The United States solved the Social Security crisis in 1983. A bipartisan commission chaired by Alan Greenspan made proposals to raise taxes, reduce future benefits and disguise these actions. A bipartisan Congress balked, but the Democratic Speaker of the House Tip O'Neill and Republican President Ronald Reagan worked out the differences. They raised taxes less, reduced future benefits less and disguised these actions more. But they succeeded in defusing the problem for a generation.

Checks might have been reduced in 1983 if O'Neill and Reagan had not made their deal, but now the Social Security tax more than covers all benefits for this year, next year and all years projected out to 2017. The accumulated excess of tax receipts over benefits, plus interest, would provide an adequate supplement to taxes out to 2041.

But Social Security is in a continuing long-term crisis: Taxes aren't growing as fast as benefits, which are propelled by increases in the aged population and by cost-of-living increases that outstrip inflation.

…To redeem the trust funds' bonds and pay benefits, the Treasury will have to borrow from the public, more and more every year. This replacement borrowing will have real economic consequences, although no one can know when or if the camel's back will break.

The camel of state might not break under the straws of Social Security alone. Even though the number of beneficiaries will about double in the next 35 years, taxes could be raised to cover full benefits including their cost-of-living increases. All it would take is a 25% increase in the tax on workers and employers.

Medicare presents the poor beast with many more bales to carry. Unlike Social Security, where the only problem is demographics, Medicare pays for health care for the elderly and disabled, and health care costs have been rising at a far faster rate than the population.

Beneficiaries pay some of the cost of Medicare hospitalization insurance, physicians' services coverage and prescription-drug coverage, but the federal government pays most of it, and most of what it pays comes from general revenue and borrowing, not from the Medicare payroll tax.

--- Problem to solve ---
Continue the passage on Social Security and Medicare financing from the point where it stops.

Saved entries:

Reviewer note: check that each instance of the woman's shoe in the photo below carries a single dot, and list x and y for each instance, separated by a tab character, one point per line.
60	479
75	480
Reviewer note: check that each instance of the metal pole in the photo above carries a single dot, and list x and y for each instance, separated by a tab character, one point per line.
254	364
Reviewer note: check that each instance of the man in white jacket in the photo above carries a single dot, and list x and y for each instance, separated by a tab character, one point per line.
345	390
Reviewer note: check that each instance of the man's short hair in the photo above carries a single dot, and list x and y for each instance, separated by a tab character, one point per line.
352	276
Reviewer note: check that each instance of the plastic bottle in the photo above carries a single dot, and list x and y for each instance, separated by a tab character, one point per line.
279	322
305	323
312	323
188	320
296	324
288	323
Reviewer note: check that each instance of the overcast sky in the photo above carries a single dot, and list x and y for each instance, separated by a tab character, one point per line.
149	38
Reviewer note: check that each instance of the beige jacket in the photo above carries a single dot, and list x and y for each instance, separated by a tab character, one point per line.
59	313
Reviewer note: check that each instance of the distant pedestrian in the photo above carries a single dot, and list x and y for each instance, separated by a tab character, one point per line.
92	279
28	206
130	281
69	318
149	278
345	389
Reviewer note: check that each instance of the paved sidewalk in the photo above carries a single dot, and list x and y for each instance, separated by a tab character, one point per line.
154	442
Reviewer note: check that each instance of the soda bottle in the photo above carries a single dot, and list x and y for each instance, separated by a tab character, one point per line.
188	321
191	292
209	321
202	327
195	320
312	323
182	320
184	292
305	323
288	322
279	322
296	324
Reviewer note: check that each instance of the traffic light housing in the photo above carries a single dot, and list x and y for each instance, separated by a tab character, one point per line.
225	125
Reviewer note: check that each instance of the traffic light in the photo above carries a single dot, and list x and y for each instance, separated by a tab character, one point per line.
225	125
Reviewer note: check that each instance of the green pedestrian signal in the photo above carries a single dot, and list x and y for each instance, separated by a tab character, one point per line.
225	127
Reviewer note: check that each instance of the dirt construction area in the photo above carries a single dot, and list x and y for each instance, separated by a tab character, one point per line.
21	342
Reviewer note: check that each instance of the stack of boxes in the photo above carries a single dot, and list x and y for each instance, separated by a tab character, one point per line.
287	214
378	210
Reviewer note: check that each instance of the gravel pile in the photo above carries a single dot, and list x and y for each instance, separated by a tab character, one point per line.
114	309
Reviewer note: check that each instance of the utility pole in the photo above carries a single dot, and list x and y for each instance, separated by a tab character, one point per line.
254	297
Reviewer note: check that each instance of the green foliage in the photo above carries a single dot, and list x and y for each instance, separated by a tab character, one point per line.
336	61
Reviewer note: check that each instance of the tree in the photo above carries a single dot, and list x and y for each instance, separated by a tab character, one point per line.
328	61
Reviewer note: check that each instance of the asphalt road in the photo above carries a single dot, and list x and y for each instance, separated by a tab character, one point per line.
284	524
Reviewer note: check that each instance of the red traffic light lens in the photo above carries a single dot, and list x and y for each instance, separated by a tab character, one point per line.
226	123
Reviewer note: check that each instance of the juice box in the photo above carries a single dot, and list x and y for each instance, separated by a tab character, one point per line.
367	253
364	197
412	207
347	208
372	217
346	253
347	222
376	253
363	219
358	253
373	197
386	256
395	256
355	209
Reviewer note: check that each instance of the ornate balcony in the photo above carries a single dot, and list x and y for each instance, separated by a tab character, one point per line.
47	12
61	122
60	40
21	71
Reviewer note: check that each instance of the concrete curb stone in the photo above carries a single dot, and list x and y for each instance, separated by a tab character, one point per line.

--- Answer box ---
While the cost of Social Security is expected to rise from 4.2% of gross domestic product in 2006 to 6.2% in 2030 and 6.3% by 2081, Medicare's hospital-insurance cost is estimated to rise from the current level of 1.4% of GDP to 5% in 2081. Physicians' services outlays were 1.3% of GDP in 2006 and are projected to grow to about 4% by 2081 (but could easily be 5%; the 4% figure reflects unrealistic reductions in physician payments required under current law). Prescription-drug outlays are estimated to rise from 0.4% of GDP in 2006 to about 2.4% by 2081.

Add it up and we see Medicare costs rising from 3.1% of GDP ($408 billion) to 6.6% of GDP in 2030 and 11.3% of GDP in 2081. Taken together, we see two programs consuming 7.3% of GDP today, 12.8% in 2030 and 17.6% in 2081.

To put that into perspective, the Iraq War and all other military spending are consuming 4.2% of our current $13 trillion GDP. Or try this: All federal revenues today are about 17.5% of GDP, and they have never exceeded 21% of GDP since World War II.
If we are going to cover Social Security and Medicare with taxes, they will be an unprecedented burden on the economy.

If percentages of GDP are too abstract to understand, U.S. Comptroller General David Walker offers figures in cold, hard cash: The present value of the Social Security shortfall is about $5 trillion -- roughly equal to today's national debt held by the public and foreigners. The present value of the Medicare shortfall is about $30 trillion.

These numbers could turn out to be too small. Congress might expand either program, as it did recently by adding the Medicare prescription-drug benefit without funding the $8 trillion additional shortfall. Or a medical breakthrough might let everyone live longer and collect more benefits.

The problem is already three times the nation's annual economic output and 15 times annual federal revenues. How much worse does it have to get before we start fixing it?